--- Listed records ---

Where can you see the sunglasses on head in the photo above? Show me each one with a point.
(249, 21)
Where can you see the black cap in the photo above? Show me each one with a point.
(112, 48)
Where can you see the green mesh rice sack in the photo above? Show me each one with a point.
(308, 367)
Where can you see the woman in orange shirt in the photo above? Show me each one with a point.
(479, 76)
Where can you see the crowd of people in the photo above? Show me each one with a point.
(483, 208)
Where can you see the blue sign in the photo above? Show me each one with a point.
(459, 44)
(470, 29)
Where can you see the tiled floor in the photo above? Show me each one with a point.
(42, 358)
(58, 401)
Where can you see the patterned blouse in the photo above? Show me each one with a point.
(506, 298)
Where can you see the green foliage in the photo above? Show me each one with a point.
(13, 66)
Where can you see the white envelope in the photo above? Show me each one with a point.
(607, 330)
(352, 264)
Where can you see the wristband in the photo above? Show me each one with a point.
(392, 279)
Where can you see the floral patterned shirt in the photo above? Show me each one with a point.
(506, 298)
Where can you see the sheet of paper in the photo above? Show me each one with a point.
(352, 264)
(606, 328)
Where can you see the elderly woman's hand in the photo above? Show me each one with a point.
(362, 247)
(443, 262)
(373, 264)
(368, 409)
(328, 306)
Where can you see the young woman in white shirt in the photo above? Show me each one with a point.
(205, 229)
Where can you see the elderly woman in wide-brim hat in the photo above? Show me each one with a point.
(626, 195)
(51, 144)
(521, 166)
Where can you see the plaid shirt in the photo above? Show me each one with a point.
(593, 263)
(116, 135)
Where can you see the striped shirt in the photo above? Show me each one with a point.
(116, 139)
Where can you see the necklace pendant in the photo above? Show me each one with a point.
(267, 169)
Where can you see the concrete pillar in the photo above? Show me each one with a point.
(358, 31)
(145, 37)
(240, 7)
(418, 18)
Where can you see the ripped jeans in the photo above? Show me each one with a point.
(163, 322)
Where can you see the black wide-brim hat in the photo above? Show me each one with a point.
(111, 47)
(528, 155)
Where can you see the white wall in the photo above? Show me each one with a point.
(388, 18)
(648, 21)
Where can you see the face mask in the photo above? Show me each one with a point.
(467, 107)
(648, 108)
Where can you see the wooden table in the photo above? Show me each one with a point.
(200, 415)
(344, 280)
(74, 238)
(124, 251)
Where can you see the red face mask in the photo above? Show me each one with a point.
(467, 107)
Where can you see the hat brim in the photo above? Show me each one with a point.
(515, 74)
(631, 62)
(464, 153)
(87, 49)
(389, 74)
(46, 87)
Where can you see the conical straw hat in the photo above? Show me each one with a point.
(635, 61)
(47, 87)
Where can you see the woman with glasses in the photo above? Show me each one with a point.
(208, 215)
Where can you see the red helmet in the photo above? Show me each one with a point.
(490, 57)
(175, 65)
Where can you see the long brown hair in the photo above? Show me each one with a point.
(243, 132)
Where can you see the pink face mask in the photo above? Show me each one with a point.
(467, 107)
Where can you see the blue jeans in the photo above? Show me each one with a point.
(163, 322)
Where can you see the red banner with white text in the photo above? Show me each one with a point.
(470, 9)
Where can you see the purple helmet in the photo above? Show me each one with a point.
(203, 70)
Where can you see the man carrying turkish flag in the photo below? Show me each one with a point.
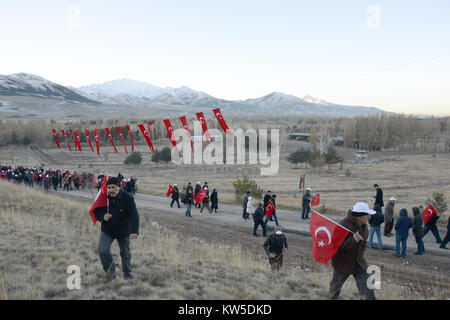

---

**Task prompt:**
Rewrite all of the records above, replacing every occurrence of "Show me each one with a point" with "Mark every instance with a point" and leaving everything else unchanged. Omit the pictures from the output.

**Task result:**
Where can you see the sunglasses on head in the photo above? Mark every instance with a point.
(249, 21)
Where can you see the black cap in the photo above? Mark every instance with a point.
(112, 48)
Where can you see the green mesh rice sack in the photo above? Mark every instance with a point.
(308, 367)
Where can you see the woman in orange shirt in the photo above? Mark every instance with a point.
(479, 76)
Where can you see the crowd of people in the photo above? Mark every instance with a point.
(483, 208)
Where can you see the blue sign in the photo above? Mark every instance with a point.
(459, 44)
(470, 29)
Where can you see the tiled floor in the photo above? Mark every instance with a point.
(42, 358)
(58, 401)
Where can you see the patterned blouse in the photo above? Mark every instance with a point.
(506, 298)
Where can you see the green foliage in the photo above? Mark every instance with a point.
(13, 66)
Where can you see the white envelope in the photo above? Mark every instance with a point.
(607, 330)
(352, 264)
Where can you see the wristband in the photo above? Mark every instance with a point.
(392, 279)
Where can you see the floral patterned shirt in the photo above? Mark every instance with a point.
(506, 298)
Where can you see the sheet of paper in the photo above? Mark every instance with a point.
(352, 264)
(606, 328)
Where can you see the elderly woman's hand in the photo above? Mark every instance with a point.
(362, 247)
(443, 262)
(373, 264)
(368, 409)
(328, 306)
Where can you see the young woman in white shirt in the photo above? Mark every instance with a point.
(205, 229)
Where can you see the elderly woman in wide-brim hat in the photo above? Mark every instance with a point.
(626, 195)
(51, 144)
(521, 166)
Where can you see the plaid shirt in the photo above? Mark every instance with a point.
(593, 263)
(116, 135)
Where can you see the striped shirt in the photo above? Mark every instance with a point.
(116, 139)
Where can you see the necklace pendant in the photo above? Mark every instance with a point.
(267, 169)
Where can you see the concrete pillar in the photo above? Mark every instance with a point.
(358, 31)
(145, 37)
(240, 7)
(418, 18)
Where can you see the ripped jeans in the photo above? Mark every instance with a point.
(163, 322)
Where can you see the black wide-brim hat in the photo above? Mark every instance with a point.
(111, 47)
(528, 155)
Where can you see the white wall in the photo above? Mark every instance with a point.
(388, 18)
(648, 21)
Where can you see the face mask in the photo above? Mark every instance with a point.
(467, 107)
(648, 108)
Where can you see the wooden table in the photo above? Mark every instance with a point.
(200, 415)
(344, 280)
(74, 238)
(124, 251)
Where can you see the red face mask in the photo above? Mark every instance with a point.
(467, 107)
Where can you see the hat brim in the photo above? Mark every instance with a point.
(515, 74)
(631, 62)
(464, 153)
(87, 49)
(389, 74)
(46, 87)
Where can you see the conical straw hat in the photo above? Mark every instance with a point.
(635, 61)
(47, 87)
Where can you see the woman with glasses in the photo above? Mark every instance with a point.
(208, 215)
Where can you see the red helmet in the photo above? Mark every instance with a point.
(490, 57)
(175, 65)
Where can you see the long brown hair in the photo above? Mark every instance with a point.
(243, 132)
Where can you see the pink face mask in the photo above? Mark every instance with a point.
(467, 107)
Where can you see the blue jeans in the photo above? Mark every instance with a point.
(163, 322)
Where can you see the red banner with white text in the photo above? Mark every instance with a point.
(470, 9)
Where can you see the purple helmet in the photo above? Mark every instance with a point.
(203, 70)
Where can you see the man carrying turkish flag in the photo below? Mark every instance with a point.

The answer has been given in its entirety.